> **Instructions for the task**: Tally the lines in the data below that contain the string "mossy", with case counting, and reply with that number alone.

> **Listed entries**:

────────

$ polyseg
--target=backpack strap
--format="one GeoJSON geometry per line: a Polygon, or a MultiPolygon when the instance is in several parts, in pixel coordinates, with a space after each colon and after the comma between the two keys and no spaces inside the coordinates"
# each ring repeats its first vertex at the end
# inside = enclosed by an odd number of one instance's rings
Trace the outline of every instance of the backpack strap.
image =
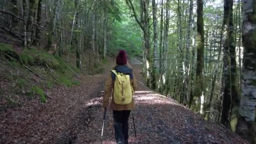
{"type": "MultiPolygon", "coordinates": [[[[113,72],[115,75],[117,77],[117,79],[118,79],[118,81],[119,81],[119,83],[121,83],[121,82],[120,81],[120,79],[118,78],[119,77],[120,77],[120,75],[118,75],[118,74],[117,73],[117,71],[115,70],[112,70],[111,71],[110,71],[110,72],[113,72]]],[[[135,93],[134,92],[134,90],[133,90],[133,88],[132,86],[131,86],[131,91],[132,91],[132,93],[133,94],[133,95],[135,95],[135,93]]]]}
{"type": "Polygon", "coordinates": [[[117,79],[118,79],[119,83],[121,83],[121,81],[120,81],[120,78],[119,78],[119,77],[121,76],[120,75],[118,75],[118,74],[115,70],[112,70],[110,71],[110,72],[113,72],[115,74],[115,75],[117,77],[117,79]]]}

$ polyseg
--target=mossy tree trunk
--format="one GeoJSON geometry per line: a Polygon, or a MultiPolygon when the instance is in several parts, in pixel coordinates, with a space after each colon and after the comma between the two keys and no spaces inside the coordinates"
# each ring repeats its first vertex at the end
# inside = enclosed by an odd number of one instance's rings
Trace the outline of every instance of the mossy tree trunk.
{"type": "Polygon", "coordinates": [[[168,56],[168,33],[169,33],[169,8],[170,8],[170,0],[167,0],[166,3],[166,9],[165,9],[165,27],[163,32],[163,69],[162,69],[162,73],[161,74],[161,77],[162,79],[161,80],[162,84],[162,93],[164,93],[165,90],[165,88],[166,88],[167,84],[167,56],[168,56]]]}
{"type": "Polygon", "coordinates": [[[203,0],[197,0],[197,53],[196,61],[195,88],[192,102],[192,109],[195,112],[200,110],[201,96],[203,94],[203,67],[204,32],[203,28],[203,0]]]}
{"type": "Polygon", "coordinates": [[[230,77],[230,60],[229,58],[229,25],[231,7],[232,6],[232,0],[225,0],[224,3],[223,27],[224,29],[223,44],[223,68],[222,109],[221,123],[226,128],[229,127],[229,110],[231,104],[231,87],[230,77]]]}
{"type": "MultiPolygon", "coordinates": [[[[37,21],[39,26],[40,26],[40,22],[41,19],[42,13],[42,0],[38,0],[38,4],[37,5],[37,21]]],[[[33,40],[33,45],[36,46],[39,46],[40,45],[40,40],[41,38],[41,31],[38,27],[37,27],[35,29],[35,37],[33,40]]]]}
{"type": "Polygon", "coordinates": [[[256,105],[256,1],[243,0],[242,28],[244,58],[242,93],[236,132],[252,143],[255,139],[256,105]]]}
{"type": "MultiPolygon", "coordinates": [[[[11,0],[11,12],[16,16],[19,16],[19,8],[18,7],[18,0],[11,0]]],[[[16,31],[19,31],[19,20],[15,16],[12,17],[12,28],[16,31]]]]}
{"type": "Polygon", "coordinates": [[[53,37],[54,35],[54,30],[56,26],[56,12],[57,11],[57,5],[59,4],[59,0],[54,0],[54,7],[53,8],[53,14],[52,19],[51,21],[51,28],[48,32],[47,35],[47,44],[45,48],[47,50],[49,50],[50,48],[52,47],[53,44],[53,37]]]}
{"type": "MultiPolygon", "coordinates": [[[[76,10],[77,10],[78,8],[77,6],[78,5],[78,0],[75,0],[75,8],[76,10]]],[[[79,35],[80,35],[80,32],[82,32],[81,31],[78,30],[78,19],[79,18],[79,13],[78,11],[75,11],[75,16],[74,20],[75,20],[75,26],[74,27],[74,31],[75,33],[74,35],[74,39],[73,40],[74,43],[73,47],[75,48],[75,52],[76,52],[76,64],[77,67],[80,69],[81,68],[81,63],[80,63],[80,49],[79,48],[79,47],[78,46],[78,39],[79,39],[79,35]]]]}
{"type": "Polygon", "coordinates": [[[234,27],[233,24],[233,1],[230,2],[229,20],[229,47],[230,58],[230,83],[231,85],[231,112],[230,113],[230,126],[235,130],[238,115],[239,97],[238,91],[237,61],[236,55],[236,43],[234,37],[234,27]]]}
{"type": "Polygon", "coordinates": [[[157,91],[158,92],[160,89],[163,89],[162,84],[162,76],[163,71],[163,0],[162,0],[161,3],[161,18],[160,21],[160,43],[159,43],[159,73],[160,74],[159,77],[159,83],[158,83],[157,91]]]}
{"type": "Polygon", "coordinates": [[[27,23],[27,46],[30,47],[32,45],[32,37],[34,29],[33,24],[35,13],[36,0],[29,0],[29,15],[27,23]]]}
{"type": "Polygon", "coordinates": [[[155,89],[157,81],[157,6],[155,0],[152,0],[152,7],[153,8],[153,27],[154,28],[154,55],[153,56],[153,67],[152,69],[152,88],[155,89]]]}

────────

> **Written solution**: 2